Brief:
Each record should be written out exactly as it stands.

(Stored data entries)
★ ★ ★ ★
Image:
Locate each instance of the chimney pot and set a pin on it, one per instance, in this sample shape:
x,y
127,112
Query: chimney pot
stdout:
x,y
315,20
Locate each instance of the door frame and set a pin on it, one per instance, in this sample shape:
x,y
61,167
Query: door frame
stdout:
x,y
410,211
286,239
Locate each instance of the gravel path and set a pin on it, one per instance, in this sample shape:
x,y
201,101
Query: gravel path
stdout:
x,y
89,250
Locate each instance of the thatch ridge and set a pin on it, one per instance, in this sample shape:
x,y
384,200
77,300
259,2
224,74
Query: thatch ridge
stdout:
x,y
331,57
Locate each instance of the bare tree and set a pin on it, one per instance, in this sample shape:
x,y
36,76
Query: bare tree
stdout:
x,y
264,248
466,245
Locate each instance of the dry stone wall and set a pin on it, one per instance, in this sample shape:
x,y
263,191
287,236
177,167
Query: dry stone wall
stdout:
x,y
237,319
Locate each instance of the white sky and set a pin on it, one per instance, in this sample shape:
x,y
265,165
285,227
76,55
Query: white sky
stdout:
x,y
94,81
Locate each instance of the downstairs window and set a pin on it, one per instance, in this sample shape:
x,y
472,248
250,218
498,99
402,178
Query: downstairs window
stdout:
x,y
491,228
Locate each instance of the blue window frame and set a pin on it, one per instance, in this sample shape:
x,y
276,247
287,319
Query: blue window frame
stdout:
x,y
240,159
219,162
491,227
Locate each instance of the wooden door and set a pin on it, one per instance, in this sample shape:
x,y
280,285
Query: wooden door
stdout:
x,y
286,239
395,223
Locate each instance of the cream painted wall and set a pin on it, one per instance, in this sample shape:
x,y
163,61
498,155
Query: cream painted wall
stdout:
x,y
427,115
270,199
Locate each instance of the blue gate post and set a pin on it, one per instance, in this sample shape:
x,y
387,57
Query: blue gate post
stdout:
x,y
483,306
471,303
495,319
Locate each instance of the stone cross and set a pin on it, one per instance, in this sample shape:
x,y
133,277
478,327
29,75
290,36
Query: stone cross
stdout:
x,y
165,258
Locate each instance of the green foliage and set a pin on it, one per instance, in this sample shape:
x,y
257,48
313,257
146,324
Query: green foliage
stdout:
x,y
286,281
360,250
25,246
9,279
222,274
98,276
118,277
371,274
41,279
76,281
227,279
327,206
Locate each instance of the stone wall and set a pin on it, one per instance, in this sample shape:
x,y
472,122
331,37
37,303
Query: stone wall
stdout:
★ ★ ★ ★
Task solution:
Image:
Locate each instance of the chimney pot and set a pin on it, one per instance, in this sample shape:
x,y
127,112
Query: chimney pot
stdout:
x,y
315,20
Locate each instance of the door frame and set a pin on it, one per instance, in this sample shape:
x,y
61,167
Query: door frame
stdout:
x,y
410,211
286,239
Locate each instance of the gravel path and set a pin on it, one per instance, in this sample shape:
x,y
201,101
Query: gravel path
stdout:
x,y
89,250
Locate each instance of the thatch ridge and set a pin on it, one per instance, in this sample shape:
x,y
384,200
77,300
259,2
224,74
Query: thatch ridge
stdout:
x,y
331,57
Locate each instance of the bare tree and set a pin on it, one per instance, in this sample shape:
x,y
36,76
Query: bare tree
stdout:
x,y
264,248
466,245
Locate each instance of the dry stone wall and set a pin on it, one per instance, in this sample shape:
x,y
263,191
287,236
177,167
Query: dry stone wall
stdout:
x,y
237,319
Locate each instance of the white sky and set a pin on it, one per instance, in this sample shape:
x,y
265,165
285,227
76,55
Query: white sky
stdout:
x,y
94,81
Locate each instance of the downstairs window and set a pin on it, one per instance, in this sample shape:
x,y
472,248
250,218
498,99
402,178
Query: downstairs window
stdout:
x,y
491,228
Locate each instance of the blue window frame and set a pin on it, one per instance, in this sample shape:
x,y
276,247
287,319
Query: blue window frame
stdout:
x,y
240,159
219,162
491,227
Locate each instance of the wooden door and set a pin on it, one per instance, in this sample shape:
x,y
280,285
Query: wooden door
stdout:
x,y
286,239
395,223
Locate each instance of the cream painted wall and set a pin on it, one per instance, in this sample shape:
x,y
163,61
498,155
Query: cream painted wall
stdout:
x,y
427,115
270,199
Locate each instance of the blue gate post and set a pin on it, one per instance, in this sample shape:
x,y
387,57
Query: blue gate post
stdout:
x,y
483,306
471,303
495,319
Locate each instance of the stone cross and set a pin on it, one per instance, in this sample shape:
x,y
133,277
478,327
29,75
290,36
Query: stone cross
stdout:
x,y
165,258
Locate each instance of the green foliage and set a pin on it, one per instance, in this sample shape:
x,y
257,48
313,257
146,324
Query: green foliage
stdout:
x,y
286,281
360,250
25,246
9,279
222,274
98,276
118,277
371,274
41,279
76,281
227,279
327,206
Locate each instance of the stone wall and set a pin on it, one per instance, in this sample shape:
x,y
472,122
331,37
37,303
Query: stone wall
stdout:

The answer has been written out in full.